**Data to process:**
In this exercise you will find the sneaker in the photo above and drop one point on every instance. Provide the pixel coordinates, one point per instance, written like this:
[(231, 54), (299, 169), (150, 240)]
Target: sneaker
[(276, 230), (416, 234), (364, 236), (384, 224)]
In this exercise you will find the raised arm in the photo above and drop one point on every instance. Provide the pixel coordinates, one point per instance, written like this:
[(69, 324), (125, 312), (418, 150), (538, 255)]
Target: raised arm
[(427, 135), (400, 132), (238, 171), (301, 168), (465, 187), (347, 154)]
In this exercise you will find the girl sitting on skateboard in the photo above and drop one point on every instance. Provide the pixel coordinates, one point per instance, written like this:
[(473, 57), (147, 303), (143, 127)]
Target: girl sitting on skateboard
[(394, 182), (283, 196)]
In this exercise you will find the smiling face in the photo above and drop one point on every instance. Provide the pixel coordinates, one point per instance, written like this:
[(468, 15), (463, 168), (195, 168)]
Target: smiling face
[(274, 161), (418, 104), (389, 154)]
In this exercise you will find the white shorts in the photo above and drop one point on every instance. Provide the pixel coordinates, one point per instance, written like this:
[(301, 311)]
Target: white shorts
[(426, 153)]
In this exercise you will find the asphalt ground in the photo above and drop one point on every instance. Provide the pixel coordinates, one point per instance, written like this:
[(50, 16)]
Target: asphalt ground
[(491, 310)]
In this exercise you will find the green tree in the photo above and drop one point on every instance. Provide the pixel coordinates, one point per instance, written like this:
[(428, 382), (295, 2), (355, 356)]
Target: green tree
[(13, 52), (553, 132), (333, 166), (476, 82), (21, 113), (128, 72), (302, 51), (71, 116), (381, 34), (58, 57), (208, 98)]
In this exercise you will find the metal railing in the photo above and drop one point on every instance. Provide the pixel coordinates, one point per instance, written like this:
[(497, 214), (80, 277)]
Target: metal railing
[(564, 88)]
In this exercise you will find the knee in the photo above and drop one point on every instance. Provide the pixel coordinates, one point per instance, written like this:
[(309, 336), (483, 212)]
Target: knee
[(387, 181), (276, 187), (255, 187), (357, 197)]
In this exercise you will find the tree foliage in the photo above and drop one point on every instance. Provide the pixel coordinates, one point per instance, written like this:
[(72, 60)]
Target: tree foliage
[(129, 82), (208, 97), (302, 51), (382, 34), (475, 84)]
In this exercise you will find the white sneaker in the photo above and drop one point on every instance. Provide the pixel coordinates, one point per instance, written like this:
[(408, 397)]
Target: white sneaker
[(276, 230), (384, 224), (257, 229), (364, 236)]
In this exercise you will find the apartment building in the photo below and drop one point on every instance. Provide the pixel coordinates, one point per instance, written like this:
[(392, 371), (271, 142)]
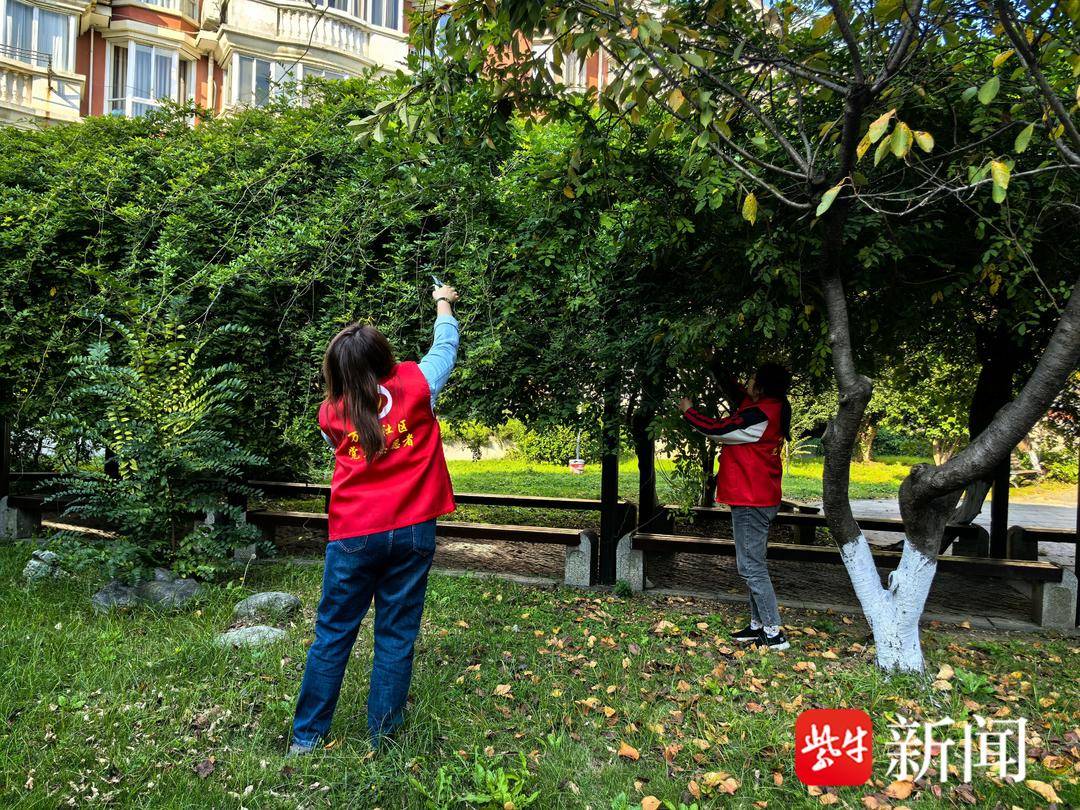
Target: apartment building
[(63, 59)]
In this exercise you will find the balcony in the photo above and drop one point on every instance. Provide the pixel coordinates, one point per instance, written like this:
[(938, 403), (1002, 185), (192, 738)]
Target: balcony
[(333, 30), (30, 90)]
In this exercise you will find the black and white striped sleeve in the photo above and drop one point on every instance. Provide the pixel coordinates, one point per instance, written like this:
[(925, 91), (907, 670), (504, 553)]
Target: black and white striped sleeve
[(745, 427)]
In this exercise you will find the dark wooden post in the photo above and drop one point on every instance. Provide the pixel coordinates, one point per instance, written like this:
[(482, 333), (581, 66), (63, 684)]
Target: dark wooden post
[(4, 457), (999, 511), (111, 463), (610, 514)]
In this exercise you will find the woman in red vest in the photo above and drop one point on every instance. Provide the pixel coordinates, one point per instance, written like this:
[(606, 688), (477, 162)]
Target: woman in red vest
[(390, 483), (748, 482)]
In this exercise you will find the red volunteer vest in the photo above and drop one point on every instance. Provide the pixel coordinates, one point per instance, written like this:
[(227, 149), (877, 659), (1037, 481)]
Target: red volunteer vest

**Task statement:**
Could you output all of the entries above exactly? Leave the pictures out.

**Written response:**
In this exercise you will find the sneaker in the photo above and drop one point on every instance. Provide the pixel coordinates, one point per instance, written like this:
[(231, 54), (299, 169), (150, 240)]
Target: sneaker
[(276, 230), (416, 234), (364, 236), (384, 224)]
In this exercise you will find the raised arm in the photo above and drop one point on every instance. Provide the pixel coordinates, one point per instance, written like this:
[(69, 324), (125, 312), (418, 150), (538, 255)]
Target: raised arm
[(427, 135), (400, 132), (238, 171), (301, 168), (465, 187), (347, 154)]
In this exercise you will find the girl sitting on skateboard in the photo above and drop one point on every instance. Provide the pixel coordinates, one point per instance, written like this:
[(473, 57), (147, 303), (143, 127)]
Target: girl sitting on skateboard
[(394, 182), (283, 196)]
In this exercise you will find the smiling face in the photo above and drop one point on every instance. Provide the pixel coordinates, one point per instance, written like this:
[(468, 15), (463, 168), (195, 168)]
Target: smiling face
[(274, 161), (418, 104), (389, 154)]
In this exercise you will find the white shorts in the photo above and drop one point on every instance. Provide the pixel coordinates, one point per instance, written like this:
[(301, 311)]
Target: white shorts
[(426, 153)]
In this exercise you will find the asphalt ground in the photo above and drop one point on every instance. Provide the pixel coordinates, one point per instance, written like this:
[(50, 16)]
Target: asphalt ground
[(491, 310)]
In this exercise you will find the green tree in the photo above and drop one point on every instance. Provide the pixel coordinates, one point per instance, written like this:
[(428, 382), (295, 2), (355, 356)]
Target: green tree
[(13, 52), (553, 132), (333, 166), (476, 82), (21, 113), (128, 72), (302, 51), (71, 116), (381, 34), (58, 57), (208, 98)]
In this exercise you will find the metal railing in the photo above and drop one point on every instance. Provide the pixel coordinates, one point per instance, written like this:
[(497, 214), (80, 277)]
Target: metal railing
[(564, 88)]
In this exercise you will find the knee in the photo above and drop one point on every instance. Provide the pixel coordinates, one point per instance, written like this:
[(309, 336), (483, 212)]
Target: knee
[(387, 181), (276, 187), (255, 187), (357, 197)]
In this exercise you will find the tree foliage in the photo above and drop one point on every instance. Provide the pixel coordinates, one point per instance, written like this:
[(72, 60)]
Target: tree foliage
[(129, 82), (208, 97), (302, 51), (382, 34), (475, 84)]
In this exercise you will find the white sneaker in the photo above and drop one point on every instance. Provide the pixel coordinates, one point per instance, written like this:
[(408, 397)]
Target: white sneaker
[(276, 230), (384, 224), (257, 229), (364, 236)]
In this exercise you will find the apartment building in the photo below and drop one point on every instance. Provide the pixel coordinates, one point per instance, written like this:
[(392, 371), (271, 142)]
Target: apartment building
[(63, 59)]
In this exercise you will find the balcony in the photo above and drop one point on every instance. Provide the pixel coordinates, one point per instance, written like this:
[(938, 403), (1002, 185), (192, 738)]
Target: balcony
[(333, 30), (30, 90)]
In this exercise you will find the black and white striped sleeve in the photo above and drop one point on every instance. Provide the pixel coordinates, one point per instance, written like this:
[(925, 91), (907, 670), (504, 553)]
Target: black and white striped sleeve
[(745, 427)]
In this exercise you will find the dark wooden post in the photo above and drop one point on every instance. Provide the pixel coordinates, one point per instance, written like this:
[(482, 333), (581, 66), (63, 684)]
Target: dark wooden post
[(4, 457), (999, 511), (111, 463), (610, 514)]
In this exercise you will find the woman in red vest in the photo above and drop one point on every instance. Provide the pixel coordinates, one point per instance, written like this:
[(606, 688), (477, 162)]
Target: woman in red vest
[(390, 483), (748, 482)]
In this exercise you will find the red volunteer vest in the photo above and drop one point on every instance. Provide the pixel coordinates, one point per instance, written like this:
[(227, 149), (877, 659), (1037, 481)]
Target: red volunteer vest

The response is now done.